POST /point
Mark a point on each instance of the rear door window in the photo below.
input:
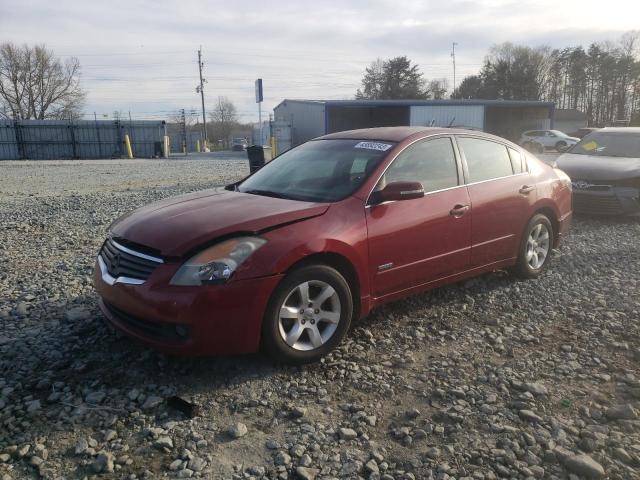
(430, 162)
(516, 160)
(486, 159)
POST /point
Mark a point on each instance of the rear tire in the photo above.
(308, 315)
(535, 248)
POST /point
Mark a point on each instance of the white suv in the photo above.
(540, 140)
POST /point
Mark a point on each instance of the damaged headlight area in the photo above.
(217, 263)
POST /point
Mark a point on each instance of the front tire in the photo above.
(535, 247)
(308, 315)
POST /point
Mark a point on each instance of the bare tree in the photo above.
(223, 119)
(34, 84)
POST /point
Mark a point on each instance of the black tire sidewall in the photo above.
(522, 267)
(273, 343)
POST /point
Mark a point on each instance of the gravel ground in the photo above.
(490, 378)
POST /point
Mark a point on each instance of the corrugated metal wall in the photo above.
(306, 119)
(447, 115)
(57, 139)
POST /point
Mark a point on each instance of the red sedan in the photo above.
(286, 258)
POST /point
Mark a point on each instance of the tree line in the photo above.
(602, 80)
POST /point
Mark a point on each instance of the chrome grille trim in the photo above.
(122, 264)
(133, 252)
(111, 280)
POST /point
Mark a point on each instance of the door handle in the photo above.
(459, 210)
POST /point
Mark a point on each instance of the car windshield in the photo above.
(609, 144)
(318, 171)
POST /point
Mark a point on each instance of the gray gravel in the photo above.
(490, 378)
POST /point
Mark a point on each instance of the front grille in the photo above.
(123, 261)
(597, 204)
(154, 330)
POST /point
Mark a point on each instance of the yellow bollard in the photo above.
(127, 144)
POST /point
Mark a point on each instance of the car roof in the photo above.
(398, 134)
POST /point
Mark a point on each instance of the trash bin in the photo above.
(256, 158)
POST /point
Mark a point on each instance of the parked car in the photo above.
(605, 171)
(583, 132)
(239, 144)
(286, 258)
(549, 139)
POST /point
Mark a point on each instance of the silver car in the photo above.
(605, 172)
(547, 139)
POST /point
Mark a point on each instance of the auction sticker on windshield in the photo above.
(383, 147)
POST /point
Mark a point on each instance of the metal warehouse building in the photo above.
(506, 118)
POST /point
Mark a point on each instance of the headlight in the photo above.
(217, 263)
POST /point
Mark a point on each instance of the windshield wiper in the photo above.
(268, 193)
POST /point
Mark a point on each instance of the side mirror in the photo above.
(395, 191)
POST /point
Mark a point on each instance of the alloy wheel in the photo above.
(538, 245)
(309, 315)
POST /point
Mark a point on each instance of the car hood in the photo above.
(177, 225)
(591, 167)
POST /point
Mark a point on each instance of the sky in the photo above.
(141, 56)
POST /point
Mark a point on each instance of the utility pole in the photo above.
(453, 56)
(200, 89)
(183, 119)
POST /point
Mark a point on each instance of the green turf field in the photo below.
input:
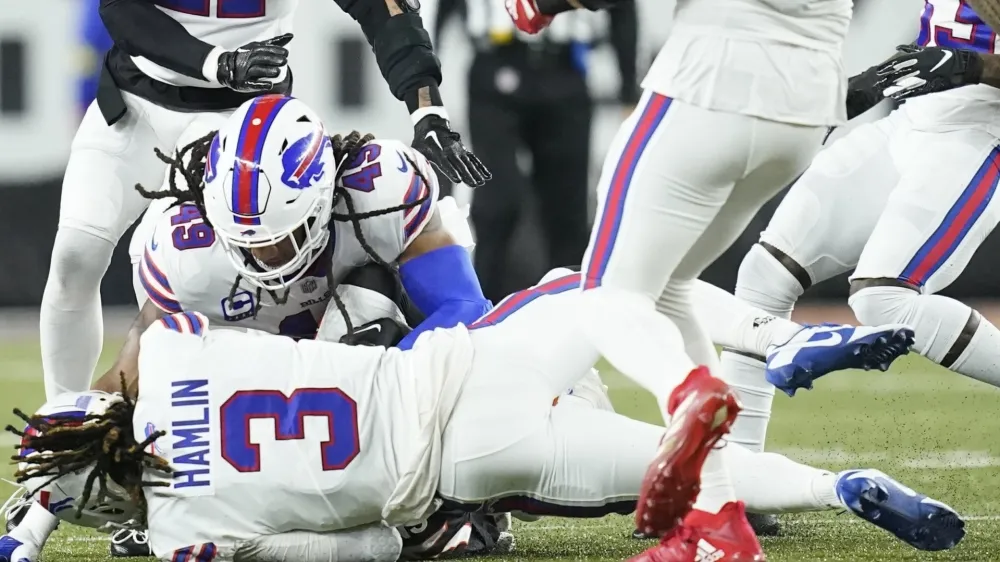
::::::::::
- [THE PROBLEM]:
Collect every line in the items above that contains the word "windshield".

- [FULL ANSWER]:
Mark a point on each instance of the car windshield in the photo above.
Mark a point on each instance of the auction sticker on windshield in the photo above.
Mark a point on each instance of the windshield wiper in the photo above.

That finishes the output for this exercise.